WORK TASK:
The listing should be returned in its entirety, exactly as given.

——

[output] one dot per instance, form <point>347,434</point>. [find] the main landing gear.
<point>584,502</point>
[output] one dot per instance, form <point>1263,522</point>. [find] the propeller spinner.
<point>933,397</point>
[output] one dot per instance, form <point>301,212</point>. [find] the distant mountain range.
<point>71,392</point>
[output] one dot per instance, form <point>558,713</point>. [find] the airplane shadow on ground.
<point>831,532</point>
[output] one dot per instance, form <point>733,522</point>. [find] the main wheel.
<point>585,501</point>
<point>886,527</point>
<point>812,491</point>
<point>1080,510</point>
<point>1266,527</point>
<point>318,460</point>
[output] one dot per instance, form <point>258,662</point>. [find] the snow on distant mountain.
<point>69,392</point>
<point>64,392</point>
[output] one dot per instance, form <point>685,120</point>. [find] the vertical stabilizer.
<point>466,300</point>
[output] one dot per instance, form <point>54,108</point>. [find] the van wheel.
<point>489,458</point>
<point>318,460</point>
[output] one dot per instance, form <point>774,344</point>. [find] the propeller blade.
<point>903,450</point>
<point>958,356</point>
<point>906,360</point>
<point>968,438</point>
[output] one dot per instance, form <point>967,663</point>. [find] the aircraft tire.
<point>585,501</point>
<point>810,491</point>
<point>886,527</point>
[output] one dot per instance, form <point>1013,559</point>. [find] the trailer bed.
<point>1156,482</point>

——

RESPONSE BOX:
[output] one dot per instance, form <point>347,434</point>. [find] the main landing gear.
<point>584,502</point>
[output] one dot per instance, form <point>1263,522</point>. [find] the propeller spinner.
<point>933,397</point>
[output] one dot per instance, form <point>301,212</point>. [find] the distant mountain range.
<point>71,392</point>
[output] one dot per instance, form <point>558,713</point>. [find] the airplane shadow on ground.
<point>831,532</point>
[output] one dot per instance, form <point>733,522</point>. [find] the main wheel.
<point>585,501</point>
<point>886,527</point>
<point>812,491</point>
<point>1080,510</point>
<point>1266,527</point>
<point>318,460</point>
[output] one dot per instance, form <point>258,662</point>. [find] the snow on distant mountain.
<point>69,392</point>
<point>64,392</point>
[output] one dot per instance, form <point>685,120</point>. [find] the vertical stabilizer.
<point>466,300</point>
[output] one dot per instance, form <point>54,108</point>. [find] the van wheel.
<point>489,458</point>
<point>318,460</point>
[output] one dot per instance, form <point>774,344</point>. [find] the propeller blade.
<point>903,450</point>
<point>958,356</point>
<point>906,360</point>
<point>968,438</point>
[output] one dot per instance, form <point>967,663</point>. [find] the aircraft tire.
<point>585,501</point>
<point>810,491</point>
<point>886,527</point>
[output] one dot per instance, form <point>1013,559</point>. [find] the trailer bed.
<point>1156,482</point>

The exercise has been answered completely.